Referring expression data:
Content starts

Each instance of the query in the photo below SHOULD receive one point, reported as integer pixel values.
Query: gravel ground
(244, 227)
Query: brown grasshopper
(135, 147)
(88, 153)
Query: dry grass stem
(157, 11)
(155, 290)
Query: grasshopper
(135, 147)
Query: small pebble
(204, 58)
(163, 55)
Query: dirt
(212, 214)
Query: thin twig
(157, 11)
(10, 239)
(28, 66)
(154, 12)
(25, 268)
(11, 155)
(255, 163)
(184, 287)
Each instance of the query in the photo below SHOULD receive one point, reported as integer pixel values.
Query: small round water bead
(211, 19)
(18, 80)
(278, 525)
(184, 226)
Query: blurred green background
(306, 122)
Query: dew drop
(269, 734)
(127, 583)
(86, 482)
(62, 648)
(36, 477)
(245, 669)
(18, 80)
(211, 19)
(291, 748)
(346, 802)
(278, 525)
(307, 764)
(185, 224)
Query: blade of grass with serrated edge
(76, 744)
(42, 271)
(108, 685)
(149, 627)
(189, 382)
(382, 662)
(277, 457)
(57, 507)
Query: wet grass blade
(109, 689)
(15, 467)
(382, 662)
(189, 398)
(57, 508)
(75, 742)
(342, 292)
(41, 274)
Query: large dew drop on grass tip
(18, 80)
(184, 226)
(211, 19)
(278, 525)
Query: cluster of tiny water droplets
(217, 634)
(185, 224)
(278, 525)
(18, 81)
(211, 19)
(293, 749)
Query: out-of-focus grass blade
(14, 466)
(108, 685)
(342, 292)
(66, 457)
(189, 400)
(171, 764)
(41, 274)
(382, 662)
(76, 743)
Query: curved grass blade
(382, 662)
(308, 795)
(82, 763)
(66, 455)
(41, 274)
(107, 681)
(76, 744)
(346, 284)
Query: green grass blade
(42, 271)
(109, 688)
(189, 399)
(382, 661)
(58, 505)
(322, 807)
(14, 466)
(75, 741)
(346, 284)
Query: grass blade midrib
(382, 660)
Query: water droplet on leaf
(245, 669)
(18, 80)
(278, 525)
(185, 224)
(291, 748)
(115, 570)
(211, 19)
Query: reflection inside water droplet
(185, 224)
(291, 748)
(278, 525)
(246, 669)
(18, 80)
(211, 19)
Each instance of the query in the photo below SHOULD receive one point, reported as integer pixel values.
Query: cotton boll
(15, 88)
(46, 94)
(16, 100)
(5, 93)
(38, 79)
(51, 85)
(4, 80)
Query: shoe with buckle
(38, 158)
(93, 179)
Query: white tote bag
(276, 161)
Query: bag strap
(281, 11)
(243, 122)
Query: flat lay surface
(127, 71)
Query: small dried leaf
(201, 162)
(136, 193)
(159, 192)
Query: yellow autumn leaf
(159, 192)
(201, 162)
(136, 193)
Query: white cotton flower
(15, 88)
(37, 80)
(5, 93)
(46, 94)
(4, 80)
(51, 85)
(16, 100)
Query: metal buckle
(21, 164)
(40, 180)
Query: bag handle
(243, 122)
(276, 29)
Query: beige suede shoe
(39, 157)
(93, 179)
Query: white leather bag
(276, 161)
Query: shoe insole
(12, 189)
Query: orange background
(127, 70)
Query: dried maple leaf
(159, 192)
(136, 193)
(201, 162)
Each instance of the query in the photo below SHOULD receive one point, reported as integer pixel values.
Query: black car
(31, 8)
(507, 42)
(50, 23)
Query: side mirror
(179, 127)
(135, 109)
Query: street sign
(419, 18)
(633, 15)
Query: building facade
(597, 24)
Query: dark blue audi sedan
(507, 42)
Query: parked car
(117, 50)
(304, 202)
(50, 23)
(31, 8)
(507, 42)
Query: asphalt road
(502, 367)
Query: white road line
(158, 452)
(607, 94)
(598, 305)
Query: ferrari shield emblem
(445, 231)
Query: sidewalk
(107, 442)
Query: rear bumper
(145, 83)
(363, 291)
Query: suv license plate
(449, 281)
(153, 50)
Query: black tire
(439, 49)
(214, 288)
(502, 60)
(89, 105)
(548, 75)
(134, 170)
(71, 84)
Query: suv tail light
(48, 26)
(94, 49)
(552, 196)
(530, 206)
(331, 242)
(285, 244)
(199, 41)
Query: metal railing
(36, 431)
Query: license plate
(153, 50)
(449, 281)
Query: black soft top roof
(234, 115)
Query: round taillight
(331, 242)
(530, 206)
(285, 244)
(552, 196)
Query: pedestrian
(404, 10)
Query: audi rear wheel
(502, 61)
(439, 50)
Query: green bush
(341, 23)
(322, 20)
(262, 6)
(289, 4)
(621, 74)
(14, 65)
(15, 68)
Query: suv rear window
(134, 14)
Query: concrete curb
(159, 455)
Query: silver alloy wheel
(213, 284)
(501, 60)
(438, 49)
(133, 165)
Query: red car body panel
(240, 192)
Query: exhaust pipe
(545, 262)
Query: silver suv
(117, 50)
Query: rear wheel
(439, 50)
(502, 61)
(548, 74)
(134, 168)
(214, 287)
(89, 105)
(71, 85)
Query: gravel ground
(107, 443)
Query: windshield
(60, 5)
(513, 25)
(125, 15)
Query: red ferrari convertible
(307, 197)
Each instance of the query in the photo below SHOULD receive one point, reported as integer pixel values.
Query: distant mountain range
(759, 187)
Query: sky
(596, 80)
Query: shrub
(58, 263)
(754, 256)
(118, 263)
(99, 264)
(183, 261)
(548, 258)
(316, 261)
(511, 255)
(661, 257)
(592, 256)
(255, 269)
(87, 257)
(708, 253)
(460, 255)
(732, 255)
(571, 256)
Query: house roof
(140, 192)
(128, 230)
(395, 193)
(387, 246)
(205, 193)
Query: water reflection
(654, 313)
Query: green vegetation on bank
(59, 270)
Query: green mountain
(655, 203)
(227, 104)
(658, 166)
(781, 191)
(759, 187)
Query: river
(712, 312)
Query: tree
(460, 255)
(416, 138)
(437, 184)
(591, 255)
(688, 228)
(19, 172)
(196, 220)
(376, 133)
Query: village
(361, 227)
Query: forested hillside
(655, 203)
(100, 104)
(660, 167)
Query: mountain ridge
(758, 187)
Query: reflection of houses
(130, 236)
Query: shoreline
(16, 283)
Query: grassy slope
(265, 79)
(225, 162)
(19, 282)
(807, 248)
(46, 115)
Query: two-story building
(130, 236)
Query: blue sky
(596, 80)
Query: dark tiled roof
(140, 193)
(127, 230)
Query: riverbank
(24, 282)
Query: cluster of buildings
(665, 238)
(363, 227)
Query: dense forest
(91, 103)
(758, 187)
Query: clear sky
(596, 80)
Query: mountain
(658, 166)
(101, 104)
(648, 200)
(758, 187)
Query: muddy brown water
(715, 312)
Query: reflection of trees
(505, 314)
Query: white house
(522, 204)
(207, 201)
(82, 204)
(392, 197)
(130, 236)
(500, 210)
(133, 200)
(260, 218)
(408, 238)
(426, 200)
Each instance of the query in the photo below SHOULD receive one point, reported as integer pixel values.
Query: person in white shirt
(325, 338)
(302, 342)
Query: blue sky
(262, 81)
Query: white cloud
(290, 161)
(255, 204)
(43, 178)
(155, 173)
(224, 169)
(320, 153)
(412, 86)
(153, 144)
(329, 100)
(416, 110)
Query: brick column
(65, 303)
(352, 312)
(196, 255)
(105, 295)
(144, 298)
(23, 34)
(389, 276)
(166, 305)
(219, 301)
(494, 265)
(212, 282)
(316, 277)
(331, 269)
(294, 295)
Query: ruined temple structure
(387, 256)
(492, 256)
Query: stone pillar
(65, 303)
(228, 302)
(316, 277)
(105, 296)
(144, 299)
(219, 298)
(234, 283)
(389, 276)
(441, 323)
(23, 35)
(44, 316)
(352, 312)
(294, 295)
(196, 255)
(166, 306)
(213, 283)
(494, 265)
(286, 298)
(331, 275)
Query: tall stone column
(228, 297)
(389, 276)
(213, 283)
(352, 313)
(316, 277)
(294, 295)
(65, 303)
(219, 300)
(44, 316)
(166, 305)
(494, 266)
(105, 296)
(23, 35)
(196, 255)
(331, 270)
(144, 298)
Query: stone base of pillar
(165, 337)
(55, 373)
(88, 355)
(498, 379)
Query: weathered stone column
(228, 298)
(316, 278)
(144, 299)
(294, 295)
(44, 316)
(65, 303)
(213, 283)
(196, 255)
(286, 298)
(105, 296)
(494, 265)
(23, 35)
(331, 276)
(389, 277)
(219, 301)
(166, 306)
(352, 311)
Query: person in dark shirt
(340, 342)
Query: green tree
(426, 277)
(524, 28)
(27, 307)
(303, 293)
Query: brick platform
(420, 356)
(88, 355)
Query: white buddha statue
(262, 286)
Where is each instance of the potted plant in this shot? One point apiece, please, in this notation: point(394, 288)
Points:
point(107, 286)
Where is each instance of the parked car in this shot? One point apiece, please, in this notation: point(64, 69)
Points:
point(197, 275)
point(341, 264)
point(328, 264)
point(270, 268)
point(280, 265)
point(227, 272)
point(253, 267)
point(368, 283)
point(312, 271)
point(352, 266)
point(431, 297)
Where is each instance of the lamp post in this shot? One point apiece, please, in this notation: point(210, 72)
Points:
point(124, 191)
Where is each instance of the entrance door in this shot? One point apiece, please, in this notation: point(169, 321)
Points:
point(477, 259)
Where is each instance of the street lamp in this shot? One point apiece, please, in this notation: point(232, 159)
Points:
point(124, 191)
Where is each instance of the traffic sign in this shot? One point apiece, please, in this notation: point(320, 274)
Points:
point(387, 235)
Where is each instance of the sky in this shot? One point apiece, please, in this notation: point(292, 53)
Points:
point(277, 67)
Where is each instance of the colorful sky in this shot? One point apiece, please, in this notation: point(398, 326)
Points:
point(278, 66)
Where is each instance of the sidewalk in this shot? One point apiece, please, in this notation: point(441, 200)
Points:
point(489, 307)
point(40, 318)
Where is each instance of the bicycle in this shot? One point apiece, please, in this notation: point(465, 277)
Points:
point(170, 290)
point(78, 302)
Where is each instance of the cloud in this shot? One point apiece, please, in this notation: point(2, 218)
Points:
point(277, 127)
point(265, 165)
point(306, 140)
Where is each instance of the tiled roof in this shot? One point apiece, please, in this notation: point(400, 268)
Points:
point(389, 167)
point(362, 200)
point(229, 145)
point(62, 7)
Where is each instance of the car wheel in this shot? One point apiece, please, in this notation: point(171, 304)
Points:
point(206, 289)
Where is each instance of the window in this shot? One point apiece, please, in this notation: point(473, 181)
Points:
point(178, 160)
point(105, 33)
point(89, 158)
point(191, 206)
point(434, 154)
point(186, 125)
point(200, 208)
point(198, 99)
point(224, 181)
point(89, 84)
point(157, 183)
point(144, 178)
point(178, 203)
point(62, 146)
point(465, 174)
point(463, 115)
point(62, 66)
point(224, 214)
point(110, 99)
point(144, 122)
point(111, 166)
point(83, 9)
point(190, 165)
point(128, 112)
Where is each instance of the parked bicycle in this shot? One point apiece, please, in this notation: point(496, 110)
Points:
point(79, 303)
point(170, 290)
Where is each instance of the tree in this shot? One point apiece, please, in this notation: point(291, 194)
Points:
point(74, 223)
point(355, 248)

Content ends

→ **Description of the task**:
From the data above, work out how many lines hold "bicycle". Answer with the number alone.

→ **Output below**:
2